▸ **Tasks to complete**:
1. From the euro news roundup, reproduce the passage starting at "German manufacturing sector" and ending at "Spain’s central bank.".
2. According to the euro news roundup, by how many people did German unemployment fall in December in seasonally adjusted terms?
3. Carry the euro news roundup forward from its last line.

▸ **Document section**:
Although mixed at close for the euro, it was arguably a net negative one as traders priced in record cases, extended lockdowns and disappointing economic news from Europe over positive vaccine news.
The Euro
European Headlines and Economic data
Monday:
Eurozone manufacturing growth accelerates in final month of 2020 – “Although all three broad market groups recorded an improvement in operating conditions since November, rates of growth were noticeably different. Investment goods producers recorded the strongest improvement, followed by intermediate goods where marked growth was also registered. In contrast, only a marginal strengthening in operating conditions was seen amongst consumer goods producers.”
German manufacturing sector ends 2020 with further strong growth, but supply chain pressures build
French Business conditions improve amid renewed rise in production
Italian Manufacturing conditions improve further in December
Spanish Manufacturing sector returns to growth at end of 2020
ECB Should Weigh Yield-Curve Control, Hernandez de Cos Says – “The experience of these central banks suggests that, if sufficiently credible, yield-curve control allows the central bank to achieve a yield-curve configuration with a lower amount of actual purchases, hence, enhancing efficiency,” said Hernandez de Cos, who is the chief of Spain’s central bank.
Germany to extend curbs amid criticism over vaccine rollout
Scotland orders new lockdown as virus spread accelerates
Tuesday:
German retail turnover in November 2020: +1.9% m/m; +5.6% y/y
Spain’s average unemployment rate in 2020 was likely below 16%, official says
German unemployment falls unexpectedly in December – “The labour office said the number of people out of work in Europe’s largest economy fell by 37,000 in seasonally adjusted terms to 2.776 million. A Reuters poll had forecast a rise of 10,000.”

[Collected data]
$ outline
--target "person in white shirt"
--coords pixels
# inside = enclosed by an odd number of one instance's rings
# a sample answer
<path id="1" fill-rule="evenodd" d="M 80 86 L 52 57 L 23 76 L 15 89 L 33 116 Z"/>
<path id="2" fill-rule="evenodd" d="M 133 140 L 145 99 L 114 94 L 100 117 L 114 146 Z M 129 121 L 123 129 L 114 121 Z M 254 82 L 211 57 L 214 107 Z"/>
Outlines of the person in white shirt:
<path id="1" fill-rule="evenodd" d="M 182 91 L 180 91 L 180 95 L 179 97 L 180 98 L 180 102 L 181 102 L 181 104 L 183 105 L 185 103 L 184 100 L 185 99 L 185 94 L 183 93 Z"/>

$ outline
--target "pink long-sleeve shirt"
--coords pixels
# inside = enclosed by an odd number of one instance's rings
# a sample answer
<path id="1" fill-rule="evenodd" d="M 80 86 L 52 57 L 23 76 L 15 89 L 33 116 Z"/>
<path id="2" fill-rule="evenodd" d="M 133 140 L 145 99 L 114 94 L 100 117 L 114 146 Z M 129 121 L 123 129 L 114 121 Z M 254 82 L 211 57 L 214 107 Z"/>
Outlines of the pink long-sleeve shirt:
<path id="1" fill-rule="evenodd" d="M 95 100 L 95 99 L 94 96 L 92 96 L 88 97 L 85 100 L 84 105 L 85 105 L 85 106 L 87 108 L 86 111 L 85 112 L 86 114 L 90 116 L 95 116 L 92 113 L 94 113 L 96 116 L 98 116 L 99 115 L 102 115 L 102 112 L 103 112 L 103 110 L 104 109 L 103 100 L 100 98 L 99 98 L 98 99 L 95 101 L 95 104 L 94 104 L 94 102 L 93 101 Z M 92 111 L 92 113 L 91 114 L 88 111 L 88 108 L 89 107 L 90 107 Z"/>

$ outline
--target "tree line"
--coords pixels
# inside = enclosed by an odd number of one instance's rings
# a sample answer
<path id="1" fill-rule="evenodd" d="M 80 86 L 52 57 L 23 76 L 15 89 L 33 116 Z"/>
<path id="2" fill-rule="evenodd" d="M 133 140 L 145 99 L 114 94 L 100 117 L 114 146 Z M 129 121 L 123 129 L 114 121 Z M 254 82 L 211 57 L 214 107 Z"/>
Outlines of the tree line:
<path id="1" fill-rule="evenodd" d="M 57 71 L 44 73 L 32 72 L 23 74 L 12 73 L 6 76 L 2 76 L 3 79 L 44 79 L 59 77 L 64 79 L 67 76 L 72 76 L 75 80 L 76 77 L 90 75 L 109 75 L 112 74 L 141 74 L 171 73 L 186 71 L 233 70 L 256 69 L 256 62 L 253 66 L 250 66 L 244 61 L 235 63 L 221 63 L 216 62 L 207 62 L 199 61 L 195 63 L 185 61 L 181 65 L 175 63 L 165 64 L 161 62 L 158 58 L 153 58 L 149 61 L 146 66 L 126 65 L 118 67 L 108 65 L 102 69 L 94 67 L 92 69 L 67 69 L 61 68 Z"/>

▸ **Exercise responses**:
1.
German manufacturing sector ends 2020 with further strong growth, but supply chain pressures build
French Business conditions improve amid renewed rise in production
Italian Manufacturing conditions improve further in December
Spanish Manufacturing sector returns to growth at end of 2020
ECB Should Weigh Yield-Curve Control, Hernandez de Cos Says – “The experience of these central banks suggests that, if sufficiently credible, yield-curve control allows the central bank to achieve a yield-curve configuration with a lower amount of actual purchases, hence, enhancing efficiency,” said Hernandez de Cos, who is the chief of Spain’s central bank.

2. By 37,000.

3.
Wednesday:
Eurozone private sector contracts again in final month of 2020:
“There were notable country level divergences at the
end of the year. In part driven by Brexit-related stockpiling and higher manufacturing production, Ireland was the best-performing economy followed by Germany, where growth was again underpinned by strong export performance.
In contrast, all other nations registered a contraction, although rates of decline eased noticeably in both France and Spain. Italy was comfortably the worst performing as service sector activity continued to contract noticeably and more than offset modest growth in manufacturing.”
German business activity falls for third straight month in December
French service sector activity eased to marginal pace in December
Spanish service sector activity and new work continued to decline in December
Industrial producer prices up by 0.4% m/m in both euro area and EU in November 2020
Moderna COVID-19 vaccine approved in Europe, Dutch play catch-up
Thursday:
German manufacturing in November 2020: new orders up 2.3% on the previous month
German construction downturn shows further signs of easing in December
Downturn in eurozone construction continues in December
“The IHS Markit Eurozone Construction Total Activity Index slipped to 45.5 in December from 45.6 in November, signifying a further solid contraction in eurozone construction activity. The latest fall extended the current sequence of decline to ten months, although the rate of reduction remained far softer than at the nadir of the downturn caused by the coronavirus disease 2019 (COVID-19) pandemic in April. Latest data showed a broad-based downturn in output across the three monitored sub-sectors, with the sharpest decline recorded in commercial construction, followed by civil engineering activity. Meanwhile, housing activity fell once again in December.”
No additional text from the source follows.